* [DIRECTIONS]: Using the entries that follow, collect the lines where the word "query" appears.
SOURCE INFORMATION below:
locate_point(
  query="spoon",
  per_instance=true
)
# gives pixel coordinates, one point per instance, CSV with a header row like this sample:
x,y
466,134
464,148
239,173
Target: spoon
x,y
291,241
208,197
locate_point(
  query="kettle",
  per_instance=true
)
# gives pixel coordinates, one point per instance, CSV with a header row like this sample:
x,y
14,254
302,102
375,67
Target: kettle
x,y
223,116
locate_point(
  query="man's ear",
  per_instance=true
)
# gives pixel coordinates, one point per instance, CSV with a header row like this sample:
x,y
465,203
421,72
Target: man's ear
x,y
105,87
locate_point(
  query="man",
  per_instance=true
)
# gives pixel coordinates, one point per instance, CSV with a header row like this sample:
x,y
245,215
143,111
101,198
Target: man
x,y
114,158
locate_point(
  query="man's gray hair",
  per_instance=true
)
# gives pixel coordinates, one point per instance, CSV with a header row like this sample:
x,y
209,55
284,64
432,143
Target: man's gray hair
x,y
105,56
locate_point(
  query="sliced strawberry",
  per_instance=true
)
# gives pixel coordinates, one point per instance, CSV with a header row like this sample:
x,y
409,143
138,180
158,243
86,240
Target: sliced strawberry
End of SOURCE INFORMATION.
* [RESPONSE TO THE EXERCISE]:
  query="spoon",
  query="kettle",
  query="man's ear",
  query="man",
  query="man's gray hair",
  query="sliced strawberry",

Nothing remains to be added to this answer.